**DATA FOR REVIEW:**
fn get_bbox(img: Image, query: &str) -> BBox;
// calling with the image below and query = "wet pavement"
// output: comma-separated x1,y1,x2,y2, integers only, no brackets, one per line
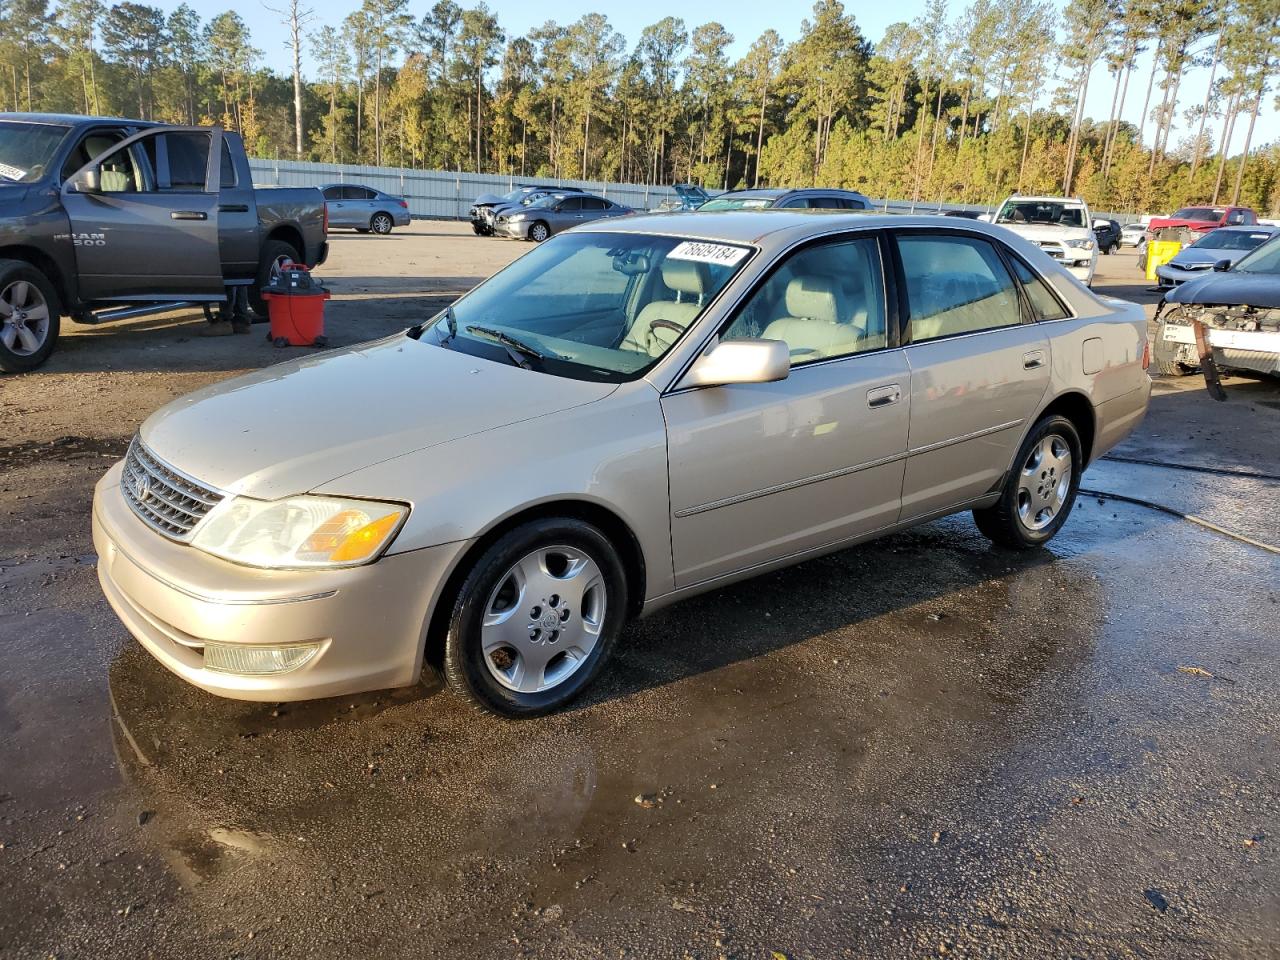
1,240,1278,958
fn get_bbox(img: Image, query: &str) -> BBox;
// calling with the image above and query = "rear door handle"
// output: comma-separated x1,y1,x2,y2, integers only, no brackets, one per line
1023,350,1046,369
867,384,901,408
171,210,207,221
218,203,249,213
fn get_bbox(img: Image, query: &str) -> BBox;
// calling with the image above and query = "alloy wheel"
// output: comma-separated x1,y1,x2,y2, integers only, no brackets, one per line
0,280,51,357
372,214,393,234
530,223,548,242
1017,434,1072,531
480,545,607,694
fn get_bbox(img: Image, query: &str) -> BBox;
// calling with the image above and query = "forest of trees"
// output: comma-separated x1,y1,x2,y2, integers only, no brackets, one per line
1,0,1278,214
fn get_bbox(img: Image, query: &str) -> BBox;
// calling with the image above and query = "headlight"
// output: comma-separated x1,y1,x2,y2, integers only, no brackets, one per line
507,212,528,222
1064,238,1095,250
190,495,408,569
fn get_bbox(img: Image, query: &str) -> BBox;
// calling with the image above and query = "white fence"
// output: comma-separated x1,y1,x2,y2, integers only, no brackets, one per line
247,158,1140,224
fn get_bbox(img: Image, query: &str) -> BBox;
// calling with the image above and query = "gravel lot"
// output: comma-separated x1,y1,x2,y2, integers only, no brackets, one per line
1,224,1277,959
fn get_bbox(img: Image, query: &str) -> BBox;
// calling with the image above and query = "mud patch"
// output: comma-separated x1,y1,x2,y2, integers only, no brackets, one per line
0,435,129,470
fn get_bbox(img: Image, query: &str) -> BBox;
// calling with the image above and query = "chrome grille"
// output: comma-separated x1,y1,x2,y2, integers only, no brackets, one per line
120,438,223,541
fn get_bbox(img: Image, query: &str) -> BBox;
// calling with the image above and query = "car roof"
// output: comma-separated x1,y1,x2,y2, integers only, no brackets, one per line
1004,195,1086,205
576,209,1011,246
0,112,152,127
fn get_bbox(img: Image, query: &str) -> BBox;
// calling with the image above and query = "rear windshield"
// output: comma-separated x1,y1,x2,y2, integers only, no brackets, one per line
699,195,776,211
0,121,71,183
1191,229,1275,251
1171,207,1224,221
996,201,1085,228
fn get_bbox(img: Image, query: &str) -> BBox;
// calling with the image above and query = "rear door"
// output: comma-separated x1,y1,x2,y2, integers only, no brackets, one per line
61,126,223,302
892,229,1050,520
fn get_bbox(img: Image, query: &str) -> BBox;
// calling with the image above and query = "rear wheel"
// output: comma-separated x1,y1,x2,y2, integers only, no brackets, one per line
973,415,1082,550
250,239,300,319
529,221,550,243
443,518,628,718
0,259,60,373
370,212,394,235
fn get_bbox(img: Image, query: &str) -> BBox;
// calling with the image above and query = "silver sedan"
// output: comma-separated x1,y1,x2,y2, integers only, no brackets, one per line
495,192,632,241
93,213,1150,716
1155,225,1278,288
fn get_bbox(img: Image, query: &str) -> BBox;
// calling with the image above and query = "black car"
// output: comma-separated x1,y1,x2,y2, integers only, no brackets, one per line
1092,218,1122,254
697,187,871,212
1151,233,1280,379
943,209,984,219
469,185,583,235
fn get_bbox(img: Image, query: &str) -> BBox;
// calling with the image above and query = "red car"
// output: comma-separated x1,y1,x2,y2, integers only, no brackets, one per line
1148,205,1257,237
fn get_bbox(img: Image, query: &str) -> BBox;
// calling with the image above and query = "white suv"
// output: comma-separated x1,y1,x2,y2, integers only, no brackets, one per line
993,195,1098,286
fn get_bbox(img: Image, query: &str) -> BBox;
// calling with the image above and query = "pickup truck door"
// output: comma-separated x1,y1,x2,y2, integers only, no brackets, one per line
61,126,224,302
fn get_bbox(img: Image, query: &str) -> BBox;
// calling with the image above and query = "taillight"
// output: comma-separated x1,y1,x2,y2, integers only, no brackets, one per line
399,199,408,209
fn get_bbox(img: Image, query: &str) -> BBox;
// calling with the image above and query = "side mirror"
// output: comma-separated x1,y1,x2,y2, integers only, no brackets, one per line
1213,258,1232,272
71,167,101,194
681,339,790,389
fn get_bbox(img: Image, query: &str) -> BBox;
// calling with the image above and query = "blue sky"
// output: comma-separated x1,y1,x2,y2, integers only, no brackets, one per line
182,0,1276,156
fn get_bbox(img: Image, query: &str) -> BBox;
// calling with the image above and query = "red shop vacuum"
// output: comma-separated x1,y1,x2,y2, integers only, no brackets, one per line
261,262,330,348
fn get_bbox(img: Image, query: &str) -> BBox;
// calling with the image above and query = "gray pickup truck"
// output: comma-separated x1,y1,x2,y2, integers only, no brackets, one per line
0,113,328,371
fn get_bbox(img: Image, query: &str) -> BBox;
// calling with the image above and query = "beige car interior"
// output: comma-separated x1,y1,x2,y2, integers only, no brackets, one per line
899,237,1022,341
620,259,712,357
727,240,888,363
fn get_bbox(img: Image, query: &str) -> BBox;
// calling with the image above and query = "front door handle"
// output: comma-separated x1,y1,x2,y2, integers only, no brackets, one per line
867,383,901,408
171,210,207,221
1023,350,1046,370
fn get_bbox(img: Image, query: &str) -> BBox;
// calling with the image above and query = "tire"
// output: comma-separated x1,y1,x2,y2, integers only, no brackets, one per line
0,259,60,373
442,518,628,718
1153,317,1197,376
973,415,1083,550
370,212,394,235
528,221,550,243
249,239,301,320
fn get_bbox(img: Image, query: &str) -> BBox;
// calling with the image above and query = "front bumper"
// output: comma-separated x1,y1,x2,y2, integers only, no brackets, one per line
1155,263,1212,287
93,462,466,702
1158,322,1280,375
1065,256,1096,284
495,219,529,239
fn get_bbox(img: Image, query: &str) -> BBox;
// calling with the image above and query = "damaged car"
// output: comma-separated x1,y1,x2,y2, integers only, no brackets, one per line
1152,231,1280,380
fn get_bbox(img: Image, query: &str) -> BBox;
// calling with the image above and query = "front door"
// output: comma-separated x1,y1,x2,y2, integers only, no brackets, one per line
61,127,223,302
892,230,1051,520
663,234,910,588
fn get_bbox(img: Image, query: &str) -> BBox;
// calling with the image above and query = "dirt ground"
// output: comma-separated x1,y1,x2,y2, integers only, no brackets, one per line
1,225,1277,959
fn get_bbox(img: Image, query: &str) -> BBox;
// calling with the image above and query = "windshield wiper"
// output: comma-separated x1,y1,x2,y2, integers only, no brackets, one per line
466,325,549,369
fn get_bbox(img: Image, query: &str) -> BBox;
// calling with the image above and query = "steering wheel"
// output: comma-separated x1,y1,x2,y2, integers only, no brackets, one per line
648,318,685,339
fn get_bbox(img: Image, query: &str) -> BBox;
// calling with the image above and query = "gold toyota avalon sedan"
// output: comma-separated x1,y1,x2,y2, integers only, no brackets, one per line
93,211,1151,717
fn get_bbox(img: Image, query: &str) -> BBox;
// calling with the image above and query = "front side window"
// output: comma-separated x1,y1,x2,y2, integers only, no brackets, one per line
723,237,887,364
163,132,211,189
898,234,1023,341
322,186,343,201
421,232,751,382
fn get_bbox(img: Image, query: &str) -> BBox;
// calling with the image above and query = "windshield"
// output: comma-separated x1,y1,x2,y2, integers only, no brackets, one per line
0,121,71,183
421,232,751,382
1231,235,1280,274
1171,207,1224,221
698,196,775,211
996,201,1085,228
1192,229,1274,252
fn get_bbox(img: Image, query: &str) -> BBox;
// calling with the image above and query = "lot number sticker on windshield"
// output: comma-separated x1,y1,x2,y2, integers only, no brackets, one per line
668,241,749,267
0,162,26,181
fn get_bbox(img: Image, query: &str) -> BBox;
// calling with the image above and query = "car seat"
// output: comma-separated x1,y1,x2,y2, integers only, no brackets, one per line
761,275,865,361
619,259,711,357
84,136,133,192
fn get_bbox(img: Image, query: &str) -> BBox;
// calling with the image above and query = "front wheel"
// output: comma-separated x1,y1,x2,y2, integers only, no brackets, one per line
370,212,394,235
442,519,628,718
528,221,550,243
0,259,60,373
973,415,1082,550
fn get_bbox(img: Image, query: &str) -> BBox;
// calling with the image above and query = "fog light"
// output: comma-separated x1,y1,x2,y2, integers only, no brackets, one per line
204,641,322,675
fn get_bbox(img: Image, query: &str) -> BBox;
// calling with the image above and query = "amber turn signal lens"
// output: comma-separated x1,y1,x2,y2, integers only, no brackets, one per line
329,512,405,563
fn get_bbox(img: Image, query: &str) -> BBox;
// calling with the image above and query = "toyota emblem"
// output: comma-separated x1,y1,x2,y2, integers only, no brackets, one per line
133,472,151,503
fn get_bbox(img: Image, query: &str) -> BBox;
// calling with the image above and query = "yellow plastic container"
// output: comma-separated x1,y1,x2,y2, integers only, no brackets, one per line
1146,239,1182,281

**EXERCISE AIM:**
Your response should be made up of the lines in the data that contain the word "truck".

**RESPONSE AREA:**
// calling with the image above and query = "pickup truck door"
// calling with the image above and query = "gray pickup truck"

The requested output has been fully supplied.